DOCUMENT EXTRACT >>
━━━━━━━━━━━━━━━━━━━━
As$holes are found everywhere, including Québec, but last time I checked, speaking French wasn't a requirement in order to become a jerk. An idiot will always find an excuse to belittle you, whether it's your weight, skin colour, height, etc. In this case it was a language. Oh and by the way, most STM workers in metro stations are jerks, regardless of what language you use to talk to them. I never found a friendly one, though I'm sure they exist.

Next time I travel to Calgary I'll speak in French to every Calgary Transit worker just to get a kick out of the responses. Hey, Canada is a bilingual country after all, right? Right!?
My take on the Francophone comes from 40+ years of being in Quebec the last 30 of which was spent in a large dairy processing plant with 350 Francophones and 5 Anglophones and while like in any culture some of the guys were the rudest and most racist guys i ever met most were straight up people many of whom i consider friends,however most always considered me as the French speaking Maudit Anglaise and although it was usually done in a joking manner i got the message.
━━━━━━━━━━━━━━━━━━━━
(Pointing dataset excerpts)
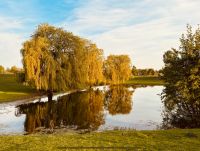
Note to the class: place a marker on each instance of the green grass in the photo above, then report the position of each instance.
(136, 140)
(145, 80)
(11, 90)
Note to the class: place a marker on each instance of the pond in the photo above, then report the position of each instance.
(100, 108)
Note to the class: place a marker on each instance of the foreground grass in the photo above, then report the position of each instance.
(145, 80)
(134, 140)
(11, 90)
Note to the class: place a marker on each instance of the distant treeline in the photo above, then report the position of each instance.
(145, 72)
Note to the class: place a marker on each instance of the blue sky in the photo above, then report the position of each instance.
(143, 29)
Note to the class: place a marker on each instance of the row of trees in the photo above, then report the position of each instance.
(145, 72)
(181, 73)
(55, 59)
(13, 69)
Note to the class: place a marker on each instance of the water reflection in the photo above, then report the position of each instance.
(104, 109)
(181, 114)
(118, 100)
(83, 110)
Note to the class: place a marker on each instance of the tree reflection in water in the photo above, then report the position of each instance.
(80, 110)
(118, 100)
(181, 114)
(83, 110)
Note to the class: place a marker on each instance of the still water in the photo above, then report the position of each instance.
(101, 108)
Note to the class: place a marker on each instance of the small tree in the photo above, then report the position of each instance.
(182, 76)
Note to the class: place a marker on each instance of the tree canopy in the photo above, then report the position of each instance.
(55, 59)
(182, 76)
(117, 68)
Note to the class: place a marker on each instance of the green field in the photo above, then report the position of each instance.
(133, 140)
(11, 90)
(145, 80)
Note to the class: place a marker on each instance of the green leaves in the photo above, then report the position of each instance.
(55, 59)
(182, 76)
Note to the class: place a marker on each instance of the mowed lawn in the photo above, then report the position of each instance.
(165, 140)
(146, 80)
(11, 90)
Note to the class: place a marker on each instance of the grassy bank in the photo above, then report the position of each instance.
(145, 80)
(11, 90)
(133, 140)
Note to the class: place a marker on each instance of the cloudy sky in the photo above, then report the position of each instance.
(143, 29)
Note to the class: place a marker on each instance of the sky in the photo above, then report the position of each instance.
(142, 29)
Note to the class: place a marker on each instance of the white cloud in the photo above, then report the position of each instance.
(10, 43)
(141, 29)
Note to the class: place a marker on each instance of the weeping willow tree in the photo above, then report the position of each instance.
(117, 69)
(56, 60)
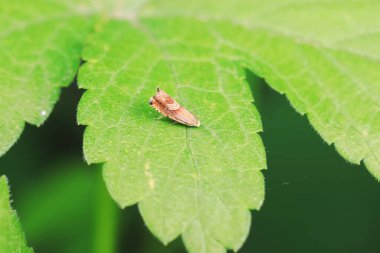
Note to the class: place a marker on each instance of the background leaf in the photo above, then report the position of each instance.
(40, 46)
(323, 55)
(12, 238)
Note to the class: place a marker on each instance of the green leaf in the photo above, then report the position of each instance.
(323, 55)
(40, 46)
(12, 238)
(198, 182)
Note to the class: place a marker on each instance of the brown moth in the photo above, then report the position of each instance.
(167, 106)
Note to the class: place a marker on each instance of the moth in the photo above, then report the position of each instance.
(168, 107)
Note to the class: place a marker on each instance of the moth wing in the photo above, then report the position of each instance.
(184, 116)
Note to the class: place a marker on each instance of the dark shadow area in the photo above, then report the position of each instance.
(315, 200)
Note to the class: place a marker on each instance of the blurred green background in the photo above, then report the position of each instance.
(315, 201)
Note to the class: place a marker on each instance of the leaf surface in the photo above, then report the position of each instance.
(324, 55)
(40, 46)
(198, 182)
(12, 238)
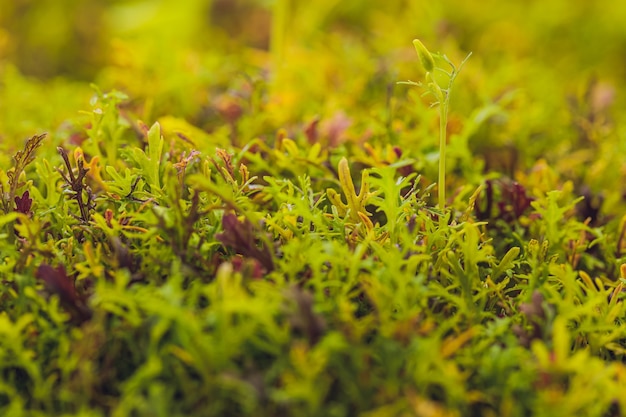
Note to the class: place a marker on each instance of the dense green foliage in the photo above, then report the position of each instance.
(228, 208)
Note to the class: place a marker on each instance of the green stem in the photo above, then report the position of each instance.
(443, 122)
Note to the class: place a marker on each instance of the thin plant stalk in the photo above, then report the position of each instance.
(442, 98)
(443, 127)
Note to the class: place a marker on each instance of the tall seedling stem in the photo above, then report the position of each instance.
━━━━━━━━━━━━━━━━━━━━
PROBLEMS TO SOLVE >>
A. From the comments about language in Québec, return the passage that begins at the words "Next time I" and stops after "got the message.".
B. Translate this sentence from the comments about language in Québec into French: "An idiot will always find an excuse to belittle you, whether it's your weight, skin colour, height, etc."
C. Write what comes next in the comments about language in Québec, picking up after the last sentence shown.

TASK RESPONSES >>
A.
Next time I travel to Calgary I'll speak in French to every Calgary Transit worker just to get a kick out of the responses. Hey, Canada is a bilingual country after all, right? Right!?
My take on the Francophone comes from 40+ years of being in Quebec the last 30 of which was spent in a large dairy processing plant with 350 Francophones and 5 Anglophones and while like in any culture some of the guys were the rudest and most racist guys i ever met most were straight up people many of whom i consider friends,however most always considered me as the French speaking Maudit Anglaise and although it was usually done in a joking manner i got the message.

B. Un idiot trouvera toujours une excuse pour vous rabaisser, que ce soit votre poids, votre couleur de peau, votre taille, etc.

C.
for the most part transit workers aside its not the Francophone i have a problem with its their stupid government that keeps on with this archaic linguistic purity agenda conditioning its people to believe if you arent French you aint sh... Evil Anglos and their oppressive ways are around every corner trying to turn all Francophones ito Anglos
As i've said before at this point i dont see any point or relevance to Quebec staying in Canada,you have a government that doesnt like Canada,and doesnt like Les Autres,and just likes the money Ottawa is handing over.
In the past i would have been sad and disappointed to see Quebec leave Canada but over the last few years watching friends and family leave,also the kids leaving seeing a marginalized future for themselves by remaining in Quebec my attitude has changed to =its time to kick this mooch out of the nest, go and have your little linguistic utopia,just dont expect the rest of Canada to continue paying for it...
.Mrs Marois you and your province have become an expense Canada can no longer afford..
http://www.torontosun.com/2012/08/17...ayment-program

Last edited by jambo101; 10-01-2012 at 01:53 AM..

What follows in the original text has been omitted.